# Job:
Please swap "Solution:" for "Answer:" everywhere it occurs in the items below, and reproduce them with nothing else changed.

# Information shown:
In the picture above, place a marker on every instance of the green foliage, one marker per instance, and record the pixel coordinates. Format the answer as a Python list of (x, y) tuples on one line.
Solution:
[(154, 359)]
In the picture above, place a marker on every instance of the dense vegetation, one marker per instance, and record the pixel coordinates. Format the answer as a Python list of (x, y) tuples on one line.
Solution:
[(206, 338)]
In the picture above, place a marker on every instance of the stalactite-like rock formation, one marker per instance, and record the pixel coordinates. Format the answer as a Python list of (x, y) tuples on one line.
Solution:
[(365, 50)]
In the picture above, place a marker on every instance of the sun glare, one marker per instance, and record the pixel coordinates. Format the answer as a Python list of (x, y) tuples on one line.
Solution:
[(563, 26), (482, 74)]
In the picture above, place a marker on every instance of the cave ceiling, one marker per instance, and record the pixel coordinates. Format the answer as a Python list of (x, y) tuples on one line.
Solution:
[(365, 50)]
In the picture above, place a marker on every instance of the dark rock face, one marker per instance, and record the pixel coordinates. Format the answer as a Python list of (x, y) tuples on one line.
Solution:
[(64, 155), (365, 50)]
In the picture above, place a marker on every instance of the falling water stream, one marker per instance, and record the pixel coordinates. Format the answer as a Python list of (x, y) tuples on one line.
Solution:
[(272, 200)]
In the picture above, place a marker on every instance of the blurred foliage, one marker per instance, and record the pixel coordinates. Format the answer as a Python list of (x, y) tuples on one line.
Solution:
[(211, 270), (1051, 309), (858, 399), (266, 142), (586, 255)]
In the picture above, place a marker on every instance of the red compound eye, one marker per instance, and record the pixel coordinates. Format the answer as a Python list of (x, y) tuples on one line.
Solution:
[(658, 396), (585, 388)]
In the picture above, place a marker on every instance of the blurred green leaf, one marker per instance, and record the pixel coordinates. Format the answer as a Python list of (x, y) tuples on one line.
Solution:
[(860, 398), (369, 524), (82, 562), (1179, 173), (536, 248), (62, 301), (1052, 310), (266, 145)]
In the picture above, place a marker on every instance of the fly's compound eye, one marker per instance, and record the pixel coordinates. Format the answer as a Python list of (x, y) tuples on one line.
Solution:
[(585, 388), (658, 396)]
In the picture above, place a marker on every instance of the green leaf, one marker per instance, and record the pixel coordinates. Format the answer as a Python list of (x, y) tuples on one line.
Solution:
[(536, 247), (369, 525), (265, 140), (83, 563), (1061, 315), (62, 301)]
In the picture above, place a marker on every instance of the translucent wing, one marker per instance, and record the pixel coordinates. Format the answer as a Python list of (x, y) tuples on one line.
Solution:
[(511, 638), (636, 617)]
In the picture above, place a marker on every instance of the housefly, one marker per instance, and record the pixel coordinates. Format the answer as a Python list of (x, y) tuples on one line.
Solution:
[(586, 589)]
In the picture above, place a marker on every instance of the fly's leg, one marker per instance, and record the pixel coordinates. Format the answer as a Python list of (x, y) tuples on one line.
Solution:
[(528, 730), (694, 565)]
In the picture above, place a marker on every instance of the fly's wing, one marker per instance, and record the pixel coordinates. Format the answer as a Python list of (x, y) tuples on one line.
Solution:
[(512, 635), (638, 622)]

# Expected answer:
In the picture above, place a marker on every instance of the green foliage, one marker per instance, and record the pixel coordinates. Format the answer as a Python list of (x, y) tuples on one line.
Answer:
[(154, 359)]
In the picture above, place a marker on every instance of the dense vegetation, one marker per instance, and record the pixel coordinates. Format the answer as a Python list of (x, y) tuples on one line.
Answer:
[(206, 338)]
In the picture above, place a marker on every instance of the stalactite-like rock formation, one marker per instance, and record the pixel coordinates. Format the answer as a Python list of (x, y) tuples on one line.
Answer:
[(365, 50)]
In the picture above, place a marker on every instance of the sun glare, one marker per instance, and record the pixel coordinates. Format the answer as a Python list of (x, y) tuples on one line.
Answer:
[(563, 26), (482, 74)]
In the picture above, place a marker on every instance of the cave ceiling, one marker per instance, and record the pixel coordinates. Format the answer as a Python list of (x, y) tuples on one line.
Answer:
[(365, 50)]
In the picture above, place a marker on every instance of the dark rock face, one marker per instance, and record the pixel coordinates. Format the answer as a Python list of (x, y) tuples on one line.
Answer:
[(64, 155), (365, 50)]
In the picture above, place a marker on every instance of the falling water stream, one marker per instance, and record the pixel coordinates. Format the answer as a Python list of (x, y) tuples on one line.
Answer:
[(272, 200)]
In the picture above, place a marker on every instance of the blurred foliage, one marker per instance, and record the pixel coordinates. Format the answer as a Python list of (x, y) tuples on one line.
Answer:
[(211, 270), (1051, 309), (858, 399), (266, 142), (586, 255)]
In the picture above, place a marker on every instance of the red compound eye, one marker per instance, and record the pixel coordinates. Format the answer as a Python list of (x, y) tuples on one line.
Answer:
[(658, 396), (585, 388)]
In the picture above, place a marker on every instance of the blurred green leaf, one marker per instance, and record the pixel coordinates. Format the answer as a Python list of (x, y) tuples on one line.
Answer:
[(860, 398), (369, 524), (82, 562), (1179, 173), (536, 248), (62, 301), (1052, 310), (266, 145)]
In the picture above, place a marker on every instance of the fly's compound eye, one marker per instance, and record the pixel coordinates. Format the answer as a Python list of (x, y) tuples on one line.
Answer:
[(585, 388), (658, 396)]
In the picture above, place a marker on every instance of the green leaf, one marker per instance, and record the pixel coordinates. Format the answer as a Python list of (x, y) tuples on one line.
Answer:
[(536, 247), (369, 525), (265, 140), (83, 563), (1061, 315), (62, 301)]
In the picture above, place a marker on every instance of the translucent wing, one marker per instance, and record the pixel coordinates. Format the answer as a Python list of (x, y) tuples on one line.
Answer:
[(511, 638), (636, 617)]
In the picture above, place a marker on every instance of the housefly, one marker per instance, and record the pixel coordinates. Format the answer as a Python list of (x, y) tuples on one line.
Answer:
[(586, 589)]
In the picture above, place a marker on every instance of the fly's leg, one marker per instance, and record the pixel coordinates. Format the answer as a Python list of (x, y) tuples on one line.
Answer:
[(528, 730), (694, 565)]
In the picture above, place a marker on every instance of the fly's wing, one marker per instance, and record the pixel coordinates. Format the answer as a Python list of (x, y) tuples on one line.
Answer:
[(512, 635), (638, 622)]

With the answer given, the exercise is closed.